Begin

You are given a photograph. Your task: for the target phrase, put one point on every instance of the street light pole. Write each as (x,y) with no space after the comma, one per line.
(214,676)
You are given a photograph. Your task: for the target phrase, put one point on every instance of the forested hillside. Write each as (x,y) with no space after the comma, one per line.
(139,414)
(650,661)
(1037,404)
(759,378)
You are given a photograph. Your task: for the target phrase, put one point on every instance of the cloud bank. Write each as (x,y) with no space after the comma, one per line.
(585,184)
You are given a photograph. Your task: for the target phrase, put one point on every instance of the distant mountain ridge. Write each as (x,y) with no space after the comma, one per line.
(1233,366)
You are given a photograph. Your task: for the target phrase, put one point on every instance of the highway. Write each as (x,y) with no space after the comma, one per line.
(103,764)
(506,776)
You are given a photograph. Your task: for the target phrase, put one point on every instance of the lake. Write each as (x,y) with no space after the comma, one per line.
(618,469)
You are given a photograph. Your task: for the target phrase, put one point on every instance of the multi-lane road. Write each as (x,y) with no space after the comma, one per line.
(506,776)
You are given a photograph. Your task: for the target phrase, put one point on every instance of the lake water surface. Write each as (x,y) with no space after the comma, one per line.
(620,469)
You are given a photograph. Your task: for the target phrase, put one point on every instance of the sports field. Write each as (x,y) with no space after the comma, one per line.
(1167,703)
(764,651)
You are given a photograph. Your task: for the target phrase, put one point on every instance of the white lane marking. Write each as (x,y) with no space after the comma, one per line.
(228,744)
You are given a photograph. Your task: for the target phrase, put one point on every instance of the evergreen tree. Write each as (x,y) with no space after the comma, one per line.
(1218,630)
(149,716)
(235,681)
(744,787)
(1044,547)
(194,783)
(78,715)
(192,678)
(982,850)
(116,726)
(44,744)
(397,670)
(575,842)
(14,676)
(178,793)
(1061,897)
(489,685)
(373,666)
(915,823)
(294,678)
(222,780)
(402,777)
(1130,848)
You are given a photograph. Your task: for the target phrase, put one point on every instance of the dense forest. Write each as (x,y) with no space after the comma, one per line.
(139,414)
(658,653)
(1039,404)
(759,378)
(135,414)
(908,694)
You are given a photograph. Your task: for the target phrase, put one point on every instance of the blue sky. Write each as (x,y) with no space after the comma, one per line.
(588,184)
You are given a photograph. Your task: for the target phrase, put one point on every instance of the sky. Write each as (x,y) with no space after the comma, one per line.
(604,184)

End

> [Goal of the exercise] All the entries above need to be reproduced exactly.

> [Exercise response]
You are given a photograph. Your task: for the target phrase, put one point on every instance of the street light pole. Write each as (x,y) with no space after the comma, one per line.
(214,676)
You are given a photograph. Your task: for the target phrase, put one point on every instance of the forested hillside. Write each as (x,y) with no space after the comma, one per line.
(139,414)
(650,661)
(1037,404)
(759,378)
You are given a photograph. Your task: for the target phrase, put one point on every instance of the cloud bank. Write each as (x,y) with no space after the comma, one per line.
(585,184)
You are given a photograph. Your task: for the target phrase, put one point on every instance of the distant mountain ridge. Write each as (x,y) with no space after the comma, one per line.
(1233,366)
You are given a photograph. Your task: for the target phrase, put one point on every instance of the highway. Write each as (x,y) with no space after the comma, one per line.
(103,764)
(506,776)
You are given a photograph. Your task: for the target phrase, put one point on every instance of the lake. Write each as (x,y) with no space after the comma, one per line.
(618,469)
You are given a photograph. Your task: for the target phrase, put one point on every instance of the multi-lane road. Write each as (x,y) with no space after the comma, one per line.
(506,776)
You are given a photograph. Your task: for the target phrase, put one point on every instance of the lake water surface. Write each as (x,y) with no space after the comma, one per line.
(620,469)
You are given a photograph. Your task: for the target phrase, put one point on every instance of the sports field. Write each as (x,y) with no space after the comma, one per line.
(1167,703)
(764,651)
You are given a photograph. Your task: for the target phrase, put one point on every instance of the white lane marking. Write each as (x,y) with no space after the comma, one per line.
(228,744)
You are given a photograph. Your task: for the target phrase, put one point on every instance of the evergreen tree. Write each as (x,y) with no space after the comma, one per line.
(1218,630)
(149,716)
(235,681)
(744,787)
(1044,547)
(194,783)
(78,715)
(192,678)
(982,850)
(116,726)
(44,744)
(397,670)
(575,842)
(14,676)
(178,793)
(1061,897)
(489,685)
(373,666)
(915,823)
(294,678)
(222,780)
(402,777)
(1130,848)
You are given a photograph. Your task: for the target phrase, put one point on every instance of the dense forest. Write each as (x,y) with no space after the comma, one per line.
(139,414)
(658,653)
(1039,404)
(759,378)
(135,414)
(908,694)
You are given a photograph. Your task: for the target phrase, put one point on every instance of the blue sky. Write each as (x,y) with no space after the comma, one per line.
(588,184)
You are given a photograph. Your task: for the target phrase, put one point on every instance of the sky. Write each as (x,y) with no space after the comma, one per line.
(604,184)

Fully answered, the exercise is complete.